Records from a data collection
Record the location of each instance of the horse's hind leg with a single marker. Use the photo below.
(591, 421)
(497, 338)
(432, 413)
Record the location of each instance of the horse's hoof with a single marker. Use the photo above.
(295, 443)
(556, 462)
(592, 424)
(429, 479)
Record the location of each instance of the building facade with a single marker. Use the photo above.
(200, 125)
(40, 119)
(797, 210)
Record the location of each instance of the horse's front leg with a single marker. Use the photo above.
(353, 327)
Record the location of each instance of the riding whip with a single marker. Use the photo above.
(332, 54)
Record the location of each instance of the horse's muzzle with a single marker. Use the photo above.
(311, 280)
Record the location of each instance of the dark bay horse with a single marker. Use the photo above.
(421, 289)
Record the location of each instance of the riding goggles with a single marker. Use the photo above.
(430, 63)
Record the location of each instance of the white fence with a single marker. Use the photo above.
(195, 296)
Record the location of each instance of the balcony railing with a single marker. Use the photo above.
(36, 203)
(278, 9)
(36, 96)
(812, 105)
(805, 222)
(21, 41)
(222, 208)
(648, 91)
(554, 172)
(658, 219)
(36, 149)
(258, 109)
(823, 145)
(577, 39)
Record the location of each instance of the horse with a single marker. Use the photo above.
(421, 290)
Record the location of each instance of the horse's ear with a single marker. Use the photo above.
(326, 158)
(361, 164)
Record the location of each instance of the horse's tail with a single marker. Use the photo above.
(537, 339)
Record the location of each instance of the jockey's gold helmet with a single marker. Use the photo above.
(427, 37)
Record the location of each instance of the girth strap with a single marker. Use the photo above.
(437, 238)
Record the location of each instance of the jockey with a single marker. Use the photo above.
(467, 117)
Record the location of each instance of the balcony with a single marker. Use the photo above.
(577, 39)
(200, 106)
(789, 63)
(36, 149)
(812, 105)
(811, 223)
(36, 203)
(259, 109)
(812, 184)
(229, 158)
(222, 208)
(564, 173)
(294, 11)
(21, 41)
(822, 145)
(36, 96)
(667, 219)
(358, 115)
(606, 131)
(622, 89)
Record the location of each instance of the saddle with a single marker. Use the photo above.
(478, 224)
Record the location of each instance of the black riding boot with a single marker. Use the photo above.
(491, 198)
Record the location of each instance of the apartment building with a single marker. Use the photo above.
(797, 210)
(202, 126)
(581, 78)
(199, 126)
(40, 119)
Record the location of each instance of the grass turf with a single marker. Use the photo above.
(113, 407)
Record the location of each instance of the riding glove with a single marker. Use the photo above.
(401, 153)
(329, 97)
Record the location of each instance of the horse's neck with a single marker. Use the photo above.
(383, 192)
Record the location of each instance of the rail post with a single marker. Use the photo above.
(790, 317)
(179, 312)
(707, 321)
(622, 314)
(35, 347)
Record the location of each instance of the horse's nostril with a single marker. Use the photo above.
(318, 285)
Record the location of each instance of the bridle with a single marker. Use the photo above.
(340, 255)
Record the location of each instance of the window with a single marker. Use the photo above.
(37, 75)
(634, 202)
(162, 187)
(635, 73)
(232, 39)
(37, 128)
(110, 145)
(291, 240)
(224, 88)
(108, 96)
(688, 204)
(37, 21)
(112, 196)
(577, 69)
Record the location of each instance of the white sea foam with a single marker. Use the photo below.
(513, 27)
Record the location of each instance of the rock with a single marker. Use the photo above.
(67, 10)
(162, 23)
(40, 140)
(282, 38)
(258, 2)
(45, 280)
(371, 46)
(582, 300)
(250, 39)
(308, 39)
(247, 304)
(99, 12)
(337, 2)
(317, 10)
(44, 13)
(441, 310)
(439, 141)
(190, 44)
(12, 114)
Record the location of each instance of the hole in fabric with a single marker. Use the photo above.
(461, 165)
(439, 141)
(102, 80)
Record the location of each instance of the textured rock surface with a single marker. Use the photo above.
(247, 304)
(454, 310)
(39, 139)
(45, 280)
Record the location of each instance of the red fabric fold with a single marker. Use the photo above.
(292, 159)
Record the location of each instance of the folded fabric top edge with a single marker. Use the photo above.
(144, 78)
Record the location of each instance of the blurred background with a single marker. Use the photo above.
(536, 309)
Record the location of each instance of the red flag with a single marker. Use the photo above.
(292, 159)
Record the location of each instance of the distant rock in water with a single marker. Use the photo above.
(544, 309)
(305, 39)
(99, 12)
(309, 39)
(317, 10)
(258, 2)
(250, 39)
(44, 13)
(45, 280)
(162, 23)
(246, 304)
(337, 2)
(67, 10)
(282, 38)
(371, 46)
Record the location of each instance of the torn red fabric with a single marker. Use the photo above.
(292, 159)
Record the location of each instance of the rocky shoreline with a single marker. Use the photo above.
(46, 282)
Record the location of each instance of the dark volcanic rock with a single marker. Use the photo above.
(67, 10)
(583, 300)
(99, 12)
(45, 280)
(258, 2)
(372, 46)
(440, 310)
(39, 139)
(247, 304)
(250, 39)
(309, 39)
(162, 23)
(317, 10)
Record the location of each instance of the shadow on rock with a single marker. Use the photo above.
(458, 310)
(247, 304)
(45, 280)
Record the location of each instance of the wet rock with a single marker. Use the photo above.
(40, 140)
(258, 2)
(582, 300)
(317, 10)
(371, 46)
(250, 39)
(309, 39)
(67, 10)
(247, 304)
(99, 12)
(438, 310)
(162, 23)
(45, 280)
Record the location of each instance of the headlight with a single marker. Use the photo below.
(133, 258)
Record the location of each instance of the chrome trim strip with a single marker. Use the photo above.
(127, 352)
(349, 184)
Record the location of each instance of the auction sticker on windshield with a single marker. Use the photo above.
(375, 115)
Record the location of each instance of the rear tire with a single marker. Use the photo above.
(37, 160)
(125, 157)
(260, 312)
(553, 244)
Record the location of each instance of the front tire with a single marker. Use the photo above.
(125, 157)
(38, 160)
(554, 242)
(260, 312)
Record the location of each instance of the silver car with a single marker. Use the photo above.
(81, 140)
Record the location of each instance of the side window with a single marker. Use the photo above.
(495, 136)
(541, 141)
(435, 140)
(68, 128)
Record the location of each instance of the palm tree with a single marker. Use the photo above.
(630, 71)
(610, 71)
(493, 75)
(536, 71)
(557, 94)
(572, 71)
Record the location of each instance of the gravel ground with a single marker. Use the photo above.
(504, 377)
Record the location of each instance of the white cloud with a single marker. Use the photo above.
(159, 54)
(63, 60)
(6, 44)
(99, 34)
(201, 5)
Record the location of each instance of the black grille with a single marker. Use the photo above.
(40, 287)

### Required work
Update the entries from the line containing "Record the location of each instance of the palm" through the end of the entries, changing "marker" to "point" and leaving everything else unchanged.

### The result
Record the location of each instance of the palm tree with a single point. Use the photo above.
(630, 71)
(610, 71)
(493, 75)
(536, 71)
(557, 94)
(572, 71)
Record the location of each instance of the gravel ground with a single point. Use the photo above.
(504, 377)
Record the location of each instance of the white cloud with a single point. Use the photo above.
(159, 54)
(63, 60)
(6, 44)
(99, 34)
(201, 5)
Record the location of each instance of the black grille with a single point. Use the photo above.
(40, 287)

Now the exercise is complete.